▶ _Work instructions_
Within the material below, find each line bearing the word "pink" and present it.
══════════
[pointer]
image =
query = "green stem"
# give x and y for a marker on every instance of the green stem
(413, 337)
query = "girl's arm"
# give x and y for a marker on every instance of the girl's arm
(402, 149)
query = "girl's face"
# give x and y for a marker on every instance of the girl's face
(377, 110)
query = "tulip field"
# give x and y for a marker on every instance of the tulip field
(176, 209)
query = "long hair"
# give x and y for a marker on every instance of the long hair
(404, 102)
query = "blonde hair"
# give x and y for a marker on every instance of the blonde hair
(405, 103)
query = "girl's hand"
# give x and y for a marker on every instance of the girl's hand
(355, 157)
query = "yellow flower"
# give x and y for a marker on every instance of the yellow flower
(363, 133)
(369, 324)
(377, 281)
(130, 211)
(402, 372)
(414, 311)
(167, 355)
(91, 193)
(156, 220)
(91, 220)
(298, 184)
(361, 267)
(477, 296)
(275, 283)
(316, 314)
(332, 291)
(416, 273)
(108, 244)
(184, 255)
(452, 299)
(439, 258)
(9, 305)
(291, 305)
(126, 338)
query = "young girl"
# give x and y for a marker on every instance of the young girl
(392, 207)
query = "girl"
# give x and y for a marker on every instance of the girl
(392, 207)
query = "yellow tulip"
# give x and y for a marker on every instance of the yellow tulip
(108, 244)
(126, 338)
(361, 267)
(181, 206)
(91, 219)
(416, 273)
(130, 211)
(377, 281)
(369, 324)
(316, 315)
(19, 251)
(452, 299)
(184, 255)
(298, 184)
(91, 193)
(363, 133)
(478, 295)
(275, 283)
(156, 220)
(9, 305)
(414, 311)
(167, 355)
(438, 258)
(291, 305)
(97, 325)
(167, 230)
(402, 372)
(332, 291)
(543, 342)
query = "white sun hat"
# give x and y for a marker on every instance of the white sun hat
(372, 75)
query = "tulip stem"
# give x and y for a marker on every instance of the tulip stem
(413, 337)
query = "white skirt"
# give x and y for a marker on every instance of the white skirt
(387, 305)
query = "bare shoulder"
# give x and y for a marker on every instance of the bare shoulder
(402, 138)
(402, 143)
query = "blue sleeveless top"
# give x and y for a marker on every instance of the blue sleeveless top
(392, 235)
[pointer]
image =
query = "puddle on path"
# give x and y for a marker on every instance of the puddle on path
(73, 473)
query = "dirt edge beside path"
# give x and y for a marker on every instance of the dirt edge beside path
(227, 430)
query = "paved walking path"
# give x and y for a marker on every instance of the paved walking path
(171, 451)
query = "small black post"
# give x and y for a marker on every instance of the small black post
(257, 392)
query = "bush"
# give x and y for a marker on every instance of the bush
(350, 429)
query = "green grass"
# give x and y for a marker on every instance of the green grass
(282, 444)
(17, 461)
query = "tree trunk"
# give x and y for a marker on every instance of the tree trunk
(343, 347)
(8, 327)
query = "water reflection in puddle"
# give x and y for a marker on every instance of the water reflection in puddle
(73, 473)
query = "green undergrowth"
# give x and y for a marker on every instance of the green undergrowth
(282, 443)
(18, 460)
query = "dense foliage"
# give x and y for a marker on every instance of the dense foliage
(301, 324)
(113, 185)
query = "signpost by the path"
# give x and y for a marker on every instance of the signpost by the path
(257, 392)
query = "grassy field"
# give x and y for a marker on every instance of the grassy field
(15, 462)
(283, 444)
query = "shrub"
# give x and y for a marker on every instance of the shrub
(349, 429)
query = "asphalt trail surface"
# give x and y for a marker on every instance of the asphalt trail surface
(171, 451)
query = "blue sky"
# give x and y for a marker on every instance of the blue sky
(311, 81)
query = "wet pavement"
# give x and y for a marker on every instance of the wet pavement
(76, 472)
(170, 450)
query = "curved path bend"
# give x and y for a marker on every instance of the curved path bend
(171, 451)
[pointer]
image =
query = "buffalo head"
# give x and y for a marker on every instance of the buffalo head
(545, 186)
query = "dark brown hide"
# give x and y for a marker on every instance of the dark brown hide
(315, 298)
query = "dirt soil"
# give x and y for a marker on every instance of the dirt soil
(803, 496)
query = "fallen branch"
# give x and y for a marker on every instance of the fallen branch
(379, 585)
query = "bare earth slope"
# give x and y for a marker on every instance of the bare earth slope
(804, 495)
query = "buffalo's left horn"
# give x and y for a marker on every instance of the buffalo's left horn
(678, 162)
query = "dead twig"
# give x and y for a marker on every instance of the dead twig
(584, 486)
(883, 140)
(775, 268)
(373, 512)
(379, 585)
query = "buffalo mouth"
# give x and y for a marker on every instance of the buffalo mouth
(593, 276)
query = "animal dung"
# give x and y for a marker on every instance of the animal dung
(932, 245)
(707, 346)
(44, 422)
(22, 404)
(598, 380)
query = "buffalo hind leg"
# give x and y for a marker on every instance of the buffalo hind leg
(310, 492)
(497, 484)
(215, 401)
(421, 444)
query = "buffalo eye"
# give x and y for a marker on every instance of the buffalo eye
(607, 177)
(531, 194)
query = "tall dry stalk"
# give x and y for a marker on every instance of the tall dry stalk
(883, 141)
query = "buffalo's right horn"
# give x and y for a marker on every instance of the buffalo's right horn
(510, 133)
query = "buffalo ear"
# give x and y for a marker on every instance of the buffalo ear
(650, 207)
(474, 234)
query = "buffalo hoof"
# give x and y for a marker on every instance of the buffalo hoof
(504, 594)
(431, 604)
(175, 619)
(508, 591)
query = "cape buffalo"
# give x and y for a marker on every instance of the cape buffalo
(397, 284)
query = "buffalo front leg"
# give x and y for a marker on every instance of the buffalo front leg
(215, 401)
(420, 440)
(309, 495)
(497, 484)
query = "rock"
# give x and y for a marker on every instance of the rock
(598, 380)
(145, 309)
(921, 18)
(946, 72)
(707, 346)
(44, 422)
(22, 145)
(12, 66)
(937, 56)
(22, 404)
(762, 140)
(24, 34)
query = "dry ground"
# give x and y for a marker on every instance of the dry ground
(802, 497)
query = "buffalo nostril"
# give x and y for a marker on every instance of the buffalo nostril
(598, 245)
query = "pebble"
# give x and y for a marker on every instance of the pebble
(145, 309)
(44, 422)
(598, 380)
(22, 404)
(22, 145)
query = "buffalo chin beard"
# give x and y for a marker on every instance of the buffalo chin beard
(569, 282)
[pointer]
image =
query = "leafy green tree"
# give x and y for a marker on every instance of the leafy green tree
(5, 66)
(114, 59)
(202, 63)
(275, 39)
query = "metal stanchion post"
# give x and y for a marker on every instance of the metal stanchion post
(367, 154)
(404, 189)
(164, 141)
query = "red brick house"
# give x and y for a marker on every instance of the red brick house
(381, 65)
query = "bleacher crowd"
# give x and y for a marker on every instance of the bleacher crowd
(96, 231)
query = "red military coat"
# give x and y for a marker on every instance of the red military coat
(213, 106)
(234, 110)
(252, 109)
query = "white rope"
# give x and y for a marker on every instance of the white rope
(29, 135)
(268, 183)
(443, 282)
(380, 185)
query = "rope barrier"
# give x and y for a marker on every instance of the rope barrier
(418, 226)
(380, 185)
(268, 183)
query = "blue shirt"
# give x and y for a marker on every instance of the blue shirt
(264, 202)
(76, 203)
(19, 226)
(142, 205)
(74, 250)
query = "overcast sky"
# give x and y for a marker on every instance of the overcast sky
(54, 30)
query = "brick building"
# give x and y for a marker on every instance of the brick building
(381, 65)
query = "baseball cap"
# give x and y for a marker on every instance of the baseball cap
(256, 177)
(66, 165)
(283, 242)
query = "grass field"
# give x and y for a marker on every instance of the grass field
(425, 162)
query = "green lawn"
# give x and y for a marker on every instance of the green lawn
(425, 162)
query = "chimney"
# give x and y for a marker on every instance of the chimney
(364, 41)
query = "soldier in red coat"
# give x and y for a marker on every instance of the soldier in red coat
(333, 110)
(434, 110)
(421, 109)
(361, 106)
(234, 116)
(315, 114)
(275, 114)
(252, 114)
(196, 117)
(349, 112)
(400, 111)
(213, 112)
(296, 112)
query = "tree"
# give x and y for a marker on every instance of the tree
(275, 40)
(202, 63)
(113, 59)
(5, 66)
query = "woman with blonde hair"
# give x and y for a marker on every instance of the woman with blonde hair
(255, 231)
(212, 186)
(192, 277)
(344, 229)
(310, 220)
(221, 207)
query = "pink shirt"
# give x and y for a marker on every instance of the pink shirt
══════════
▶ _Final answer_
query = "pink shirt"
# give x and y for a marker on every instance of the pink shirt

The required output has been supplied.